Document text |
══════════════════════════════

A WHITE, WHITE DAY

★★★★

LOVE, LOSS AND ANGER IN ICELAND

THEATRICAL REVIEW
By Jake Watt
5th July 2020

Most people find cheating to be a rather icky thing to do. No matter how you feel about monogamy, it's pretty awful to lie to your partner and violate their trust by getting involved with someone behind their back. Of course, while most of us would hate to find ourselves in this romantic situation in real life, movies are a much different story, from Diane Lane and Olivier Martinez in the classic infidelity film 'Unfaithful', to Julianne Moore and Amanda Seyfried in the not-so-classic infidelity film 'Chloe'.

'A White, White Day' opens with a Volvo station wagon weaving from side to side on a road. Suddenly, it plunges into a pale mist, through a guardrail and into the sea. Like the sky and mountains which surround the bay where the story takes place - it was shot in the coastal fishing towns of Höfn, Reyðarfjörður and Eskifjörður in the south and east of Iceland - the sea is another character in writer/director Hlynur Pálmason's latest film, providing food, a form of travel... and danger.

A series of disconcerting, time-shifting (it could be days or years) cuts occur of a stark, dual-section house in the Icelandic hinterlands. Eventually, we are introduced to Ingimundur (Ingvar Eggert Sigurðsson, 'Everest'), a retired police chief making repairs and installing a big glass sliding door to make the place habitable for his daughter and her family.

'A WHITE, WHITE DAY' TRAILER

His daughter Elin (Elma Stefania Agustsdottir) and husband Stefan (Haraldur Stefansson) have a freshly-hatched toddler, so Ingimunder's beloved 8-year-old granddaughter, Salka (a terrific Ída Mekkín Hlynsdóttir), spends a lot of time with him. Like all grandfathers, he is mostly her chauffeur, driving the spirited Salka to and from school in his not-so-late model Land Rover.

Ingimundur doesn't talk much, and the first half of the film is especially heavy on ellipses. It's hard to grasp what exactly is going on, which makes it all the more bracing when things start moving. Rummaging through a box of his late wife's old books and photos, Ingimundur learns that she may have had an affair with a younger man, Olgeir (Hilmir Snær Guðnason). His stoic grief over her death turns into simmering rage against the guy who cuckolded him.

══════════════════════════════

Dataset entries |
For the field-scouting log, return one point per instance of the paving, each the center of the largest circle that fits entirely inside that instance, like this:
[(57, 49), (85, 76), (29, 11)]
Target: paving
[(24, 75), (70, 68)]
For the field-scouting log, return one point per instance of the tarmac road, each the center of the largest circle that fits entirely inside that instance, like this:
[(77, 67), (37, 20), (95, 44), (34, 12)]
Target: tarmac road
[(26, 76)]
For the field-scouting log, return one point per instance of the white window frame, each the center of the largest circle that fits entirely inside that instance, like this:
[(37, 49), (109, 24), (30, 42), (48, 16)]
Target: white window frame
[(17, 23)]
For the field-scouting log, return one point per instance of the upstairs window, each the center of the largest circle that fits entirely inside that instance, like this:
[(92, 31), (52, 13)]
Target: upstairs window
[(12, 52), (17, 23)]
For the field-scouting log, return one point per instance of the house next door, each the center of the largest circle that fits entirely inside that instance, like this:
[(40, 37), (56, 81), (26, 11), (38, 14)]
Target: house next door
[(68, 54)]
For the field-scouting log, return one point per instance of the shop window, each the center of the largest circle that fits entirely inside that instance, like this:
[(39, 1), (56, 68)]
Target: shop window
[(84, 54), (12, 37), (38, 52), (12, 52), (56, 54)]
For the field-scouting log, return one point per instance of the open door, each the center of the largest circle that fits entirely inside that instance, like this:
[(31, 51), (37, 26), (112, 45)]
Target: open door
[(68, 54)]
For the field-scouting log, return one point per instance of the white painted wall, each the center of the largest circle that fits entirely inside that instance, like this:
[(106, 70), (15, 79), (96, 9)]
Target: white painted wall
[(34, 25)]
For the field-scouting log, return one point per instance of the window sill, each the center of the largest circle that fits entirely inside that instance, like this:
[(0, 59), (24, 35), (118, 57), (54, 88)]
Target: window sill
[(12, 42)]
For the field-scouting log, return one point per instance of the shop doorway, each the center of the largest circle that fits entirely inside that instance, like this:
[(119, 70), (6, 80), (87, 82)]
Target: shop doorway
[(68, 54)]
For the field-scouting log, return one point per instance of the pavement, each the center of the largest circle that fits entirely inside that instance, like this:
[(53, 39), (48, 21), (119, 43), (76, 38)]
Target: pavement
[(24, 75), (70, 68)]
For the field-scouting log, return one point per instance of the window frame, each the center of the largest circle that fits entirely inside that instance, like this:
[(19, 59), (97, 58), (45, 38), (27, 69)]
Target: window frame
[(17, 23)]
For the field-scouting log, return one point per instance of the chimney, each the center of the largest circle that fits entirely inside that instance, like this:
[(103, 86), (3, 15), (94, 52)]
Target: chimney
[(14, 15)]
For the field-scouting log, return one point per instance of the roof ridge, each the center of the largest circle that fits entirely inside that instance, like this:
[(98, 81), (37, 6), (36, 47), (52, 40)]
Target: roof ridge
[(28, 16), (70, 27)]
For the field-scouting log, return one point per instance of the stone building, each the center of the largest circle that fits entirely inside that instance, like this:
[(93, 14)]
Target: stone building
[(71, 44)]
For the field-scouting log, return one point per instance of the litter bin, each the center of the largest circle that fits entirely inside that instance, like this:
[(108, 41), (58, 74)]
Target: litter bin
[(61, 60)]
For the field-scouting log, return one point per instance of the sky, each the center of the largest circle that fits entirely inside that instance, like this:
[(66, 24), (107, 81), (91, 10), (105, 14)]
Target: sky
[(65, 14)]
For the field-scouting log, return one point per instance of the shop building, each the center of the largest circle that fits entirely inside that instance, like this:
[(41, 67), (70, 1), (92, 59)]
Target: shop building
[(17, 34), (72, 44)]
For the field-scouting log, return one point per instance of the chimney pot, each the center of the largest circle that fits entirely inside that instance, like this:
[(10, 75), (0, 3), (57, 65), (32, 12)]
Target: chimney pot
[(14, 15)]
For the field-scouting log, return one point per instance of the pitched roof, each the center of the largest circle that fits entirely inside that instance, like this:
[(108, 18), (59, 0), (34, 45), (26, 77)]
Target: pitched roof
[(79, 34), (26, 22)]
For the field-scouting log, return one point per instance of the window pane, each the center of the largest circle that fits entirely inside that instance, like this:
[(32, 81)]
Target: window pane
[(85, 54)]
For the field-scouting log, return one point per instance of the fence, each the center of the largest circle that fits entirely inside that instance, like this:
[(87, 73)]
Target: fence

══════════════════════════════

Tasks to carry out |
**1.** Answer these questions from the review of 'A White, White Day':
(a) In which Icelandic towns was the film shot?
(b) What is Ingimundur installing in the house?
(c) How old is Salka?
**2.** Please repeat the text of the review of 'A White, White Day' between "A WHITE, WHITE DAY" and "infidelity film 'Chloe'.", inclusive, without changes.
**3.** Carry on the review of 'A White, White Day' after its final sentence.
The records are separate material, unrelated to the review of 'A White, White Day'.

Answers by task |
**1.**
(a) Höfn, Reyðarfjörður and Eskifjörður, in the south and east of Iceland.
(b) A big glass sliding door.
(c) She is 8 years old.

**2.**
A WHITE, WHITE DAY

★★★★

LOVE, LOSS AND ANGER IN ICELAND

THEATRICAL REVIEW
By Jake Watt
5th July 2020

Most people find cheating to be a rather icky thing to do. No matter how you feel about monogamy, it's pretty awful to lie to your partner and violate their trust by getting involved with someone behind their back. Of course, while most of us would hate to find ourselves in this romantic situation in real life, movies are a much different story, from Diane Lane and Olivier Martinez in the classic infidelity film 'Unfaithful', to Julianne Moore and Amanda Seyfried in the not-so-classic infidelity film 'Chloe'.

**3.**
Among the things he does is join a soccer team in order to blindside his wife's ex-lover. Sigurdsson gives Ingimundur a King Lear-like fury and royally entitled recklessness. No one is going to stop his misplaced rage, not his callow best friend, his fellow policemen, his granddaughter, or even the therapist he must see regularly on Skype who asks him "have you ever cried because of what happened?"

A small film of big insights, unblinking takes, terse speeches and terser silences, 'A White, White Day' often seems closer in spirit to a ghost story (or even David Lowery's 'A Ghost Story').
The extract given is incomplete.